Extracted data records
══════════════════════════════
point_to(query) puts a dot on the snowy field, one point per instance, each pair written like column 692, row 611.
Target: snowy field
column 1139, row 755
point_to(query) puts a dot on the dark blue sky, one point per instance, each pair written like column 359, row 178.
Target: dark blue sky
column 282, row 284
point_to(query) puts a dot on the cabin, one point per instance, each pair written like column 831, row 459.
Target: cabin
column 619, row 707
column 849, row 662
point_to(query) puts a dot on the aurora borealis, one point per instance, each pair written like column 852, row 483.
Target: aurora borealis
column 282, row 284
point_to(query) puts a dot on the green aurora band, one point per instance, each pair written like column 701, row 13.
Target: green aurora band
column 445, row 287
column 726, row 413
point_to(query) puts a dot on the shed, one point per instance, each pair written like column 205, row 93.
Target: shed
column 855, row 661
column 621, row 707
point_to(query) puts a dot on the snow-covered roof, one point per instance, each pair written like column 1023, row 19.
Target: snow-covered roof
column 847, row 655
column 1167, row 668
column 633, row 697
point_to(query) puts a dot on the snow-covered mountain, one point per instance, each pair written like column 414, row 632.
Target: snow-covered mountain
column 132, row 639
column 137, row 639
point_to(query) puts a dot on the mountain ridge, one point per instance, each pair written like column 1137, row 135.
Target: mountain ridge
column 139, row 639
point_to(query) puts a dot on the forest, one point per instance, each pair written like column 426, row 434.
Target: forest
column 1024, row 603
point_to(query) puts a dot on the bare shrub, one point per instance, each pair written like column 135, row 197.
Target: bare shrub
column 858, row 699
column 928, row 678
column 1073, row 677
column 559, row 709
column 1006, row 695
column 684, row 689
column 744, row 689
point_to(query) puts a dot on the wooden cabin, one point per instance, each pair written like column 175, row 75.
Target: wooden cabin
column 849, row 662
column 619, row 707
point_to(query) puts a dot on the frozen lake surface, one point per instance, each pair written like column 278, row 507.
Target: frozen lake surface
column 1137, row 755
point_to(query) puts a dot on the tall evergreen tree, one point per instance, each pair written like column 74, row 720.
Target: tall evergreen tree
══════════════════════════════
**Required work**:
Quote word for word the stretch of the records from the line containing "point_to(query) puts a dot on the shed, one" through the line containing "column 621, row 707".

**Solved exercise**:
point_to(query) puts a dot on the shed, one point per instance, each pair written like column 205, row 93.
Target: shed
column 855, row 661
column 621, row 707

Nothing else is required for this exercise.